____ SUPPLIED MATERIAL
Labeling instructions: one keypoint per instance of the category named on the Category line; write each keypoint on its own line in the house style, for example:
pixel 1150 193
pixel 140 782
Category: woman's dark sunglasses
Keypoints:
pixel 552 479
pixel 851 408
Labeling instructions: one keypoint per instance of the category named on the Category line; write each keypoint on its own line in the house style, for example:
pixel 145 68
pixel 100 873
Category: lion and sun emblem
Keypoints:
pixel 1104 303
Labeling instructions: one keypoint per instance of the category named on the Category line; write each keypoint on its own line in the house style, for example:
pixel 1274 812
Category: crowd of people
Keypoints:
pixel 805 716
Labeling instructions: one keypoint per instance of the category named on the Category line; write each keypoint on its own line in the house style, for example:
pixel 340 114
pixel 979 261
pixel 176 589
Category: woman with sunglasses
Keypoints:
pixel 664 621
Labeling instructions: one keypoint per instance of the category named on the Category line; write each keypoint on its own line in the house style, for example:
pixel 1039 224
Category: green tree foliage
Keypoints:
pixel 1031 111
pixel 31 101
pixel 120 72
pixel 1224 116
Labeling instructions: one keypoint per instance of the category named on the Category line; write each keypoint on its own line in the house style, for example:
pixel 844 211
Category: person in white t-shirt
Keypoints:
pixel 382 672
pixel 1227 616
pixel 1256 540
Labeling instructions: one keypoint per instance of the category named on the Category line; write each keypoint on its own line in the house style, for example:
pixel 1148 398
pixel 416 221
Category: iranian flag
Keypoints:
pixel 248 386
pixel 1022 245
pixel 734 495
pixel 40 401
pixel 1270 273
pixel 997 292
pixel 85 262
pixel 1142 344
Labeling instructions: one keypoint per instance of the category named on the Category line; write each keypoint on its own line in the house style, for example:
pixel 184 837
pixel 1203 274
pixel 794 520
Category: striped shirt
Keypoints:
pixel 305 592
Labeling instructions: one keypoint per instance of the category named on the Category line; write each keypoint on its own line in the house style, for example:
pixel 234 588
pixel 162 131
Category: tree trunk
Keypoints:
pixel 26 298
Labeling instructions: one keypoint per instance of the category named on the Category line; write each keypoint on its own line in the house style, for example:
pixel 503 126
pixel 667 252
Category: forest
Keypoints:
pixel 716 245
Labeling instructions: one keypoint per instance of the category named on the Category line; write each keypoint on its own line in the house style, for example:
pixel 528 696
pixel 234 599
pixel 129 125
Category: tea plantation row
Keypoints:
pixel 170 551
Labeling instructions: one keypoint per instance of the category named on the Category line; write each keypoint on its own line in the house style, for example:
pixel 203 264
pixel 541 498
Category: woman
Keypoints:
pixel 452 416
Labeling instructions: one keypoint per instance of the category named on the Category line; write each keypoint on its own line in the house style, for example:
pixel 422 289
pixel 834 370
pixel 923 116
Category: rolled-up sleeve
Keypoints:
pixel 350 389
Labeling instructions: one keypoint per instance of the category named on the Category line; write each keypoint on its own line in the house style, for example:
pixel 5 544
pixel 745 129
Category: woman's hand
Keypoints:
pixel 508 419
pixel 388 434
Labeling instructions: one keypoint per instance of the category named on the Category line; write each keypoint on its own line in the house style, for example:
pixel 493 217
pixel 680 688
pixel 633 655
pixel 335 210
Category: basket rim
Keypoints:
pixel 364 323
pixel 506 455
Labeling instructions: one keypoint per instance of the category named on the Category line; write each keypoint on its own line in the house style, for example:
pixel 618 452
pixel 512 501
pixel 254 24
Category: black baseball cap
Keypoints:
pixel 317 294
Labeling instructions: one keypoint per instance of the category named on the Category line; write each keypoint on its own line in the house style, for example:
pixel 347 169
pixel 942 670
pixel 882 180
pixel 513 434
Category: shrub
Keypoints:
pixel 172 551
________
Copy out all of the entries above verbatim, line for line, with nothing changed, added, or left out.

Labeling instructions: one keypoint per instance of the category named on the Category line; write each keypoint on its own line in the house style, for example:
pixel 1150 193
pixel 140 782
Category: woman's dark sunglasses
Keypoints:
pixel 552 479
pixel 851 408
Labeling instructions: one keypoint per instance of the category named on the Category line; write each keypoint on its own line in the house style, for example:
pixel 145 68
pixel 100 873
Category: lion and sun emblem
Keypoints:
pixel 1104 303
Labeling instructions: one keypoint per instance of the category named on the Category line; write each keypoint on its own line in the house style, for example:
pixel 1274 812
Category: crowd of people
Keypoints:
pixel 805 716
Labeling instructions: one keypoint per instance of the category named on the Category line; write each keypoint on its own line in the house style, for example:
pixel 340 114
pixel 979 261
pixel 176 589
Category: woman with sunglasses
Keypoints:
pixel 664 621
Labeling instructions: one keypoint per instance of the category named on the Category line; write each keypoint on its own line in the house style, for example:
pixel 1039 224
Category: green tree foliage
Keypoints:
pixel 1031 111
pixel 31 101
pixel 120 72
pixel 1224 116
Labeling instructions: one keypoint per instance of the category named on the Category line; write each keypoint on its own line in the house style, for example:
pixel 844 211
Category: person in white t-shirt
Keypoints:
pixel 382 672
pixel 1227 616
pixel 1256 540
Labeling instructions: one keypoint per instance of the category named on the Category line; write each keypoint on its own line in the house style, for example:
pixel 1148 398
pixel 416 221
Category: iranian flag
Keypoints:
pixel 248 386
pixel 1022 245
pixel 734 495
pixel 40 401
pixel 1270 273
pixel 997 292
pixel 85 262
pixel 1142 344
Labeling instructions: one keypoint per instance of the category named on the Category line; write each keypoint on its own line in the house style, for example:
pixel 184 837
pixel 1203 274
pixel 794 520
Category: striped shirt
Keypoints:
pixel 305 592
Labeling instructions: one keypoint per instance of the category named on the Category line; write each keypoint on its own line in the house style, for example:
pixel 234 588
pixel 162 131
Category: tree trunk
Keypoints:
pixel 26 298
Labeling instructions: one keypoint per instance of the category named on the Category line; write each keypoint on its own line in the house style, for example:
pixel 503 126
pixel 667 252
Category: forest
Keypoints:
pixel 716 245
Labeling instructions: one keypoint per instance of the category named on the Category line; write each keypoint on its own line in the house style, for example:
pixel 528 696
pixel 234 599
pixel 129 125
Category: tea plantation row
Keypoints:
pixel 170 551
Labeling instructions: one keypoint per instance of the category named on the Category line; write each keypoint on its own line in the house style, for example:
pixel 203 264
pixel 541 498
Category: woman
Keypoints:
pixel 452 416
Labeling instructions: one keypoint per instance of the category named on the Category line; write each keypoint on its own line in the house style, for example:
pixel 422 289
pixel 834 370
pixel 923 116
Category: rolled-up sleeve
Keypoints:
pixel 350 389
Labeling instructions: one keypoint per instance of the category named on the Category line; write each keypoint on its own line in the house style, for example:
pixel 5 544
pixel 745 129
Category: woman's hand
Keypoints:
pixel 508 419
pixel 388 434
Labeling instructions: one keypoint per instance of the category named on the Category line; write each keypoint on its own line in the house style, for example:
pixel 493 217
pixel 680 688
pixel 633 655
pixel 335 210
Category: basket rim
Keypoints:
pixel 364 323
pixel 506 455
Labeling instructions: one keypoint per instance of the category named on the Category line; write each keypoint on its own line in the house style, for example:
pixel 618 452
pixel 512 501
pixel 254 24
Category: black baseball cap
Keypoints:
pixel 317 294
Labeling instructions: one keypoint per instance of the category named on the Category line; write each keypoint on its own line in the house style, for example:
pixel 347 169
pixel 942 670
pixel 882 180
pixel 513 434
Category: shrub
Keypoints:
pixel 172 551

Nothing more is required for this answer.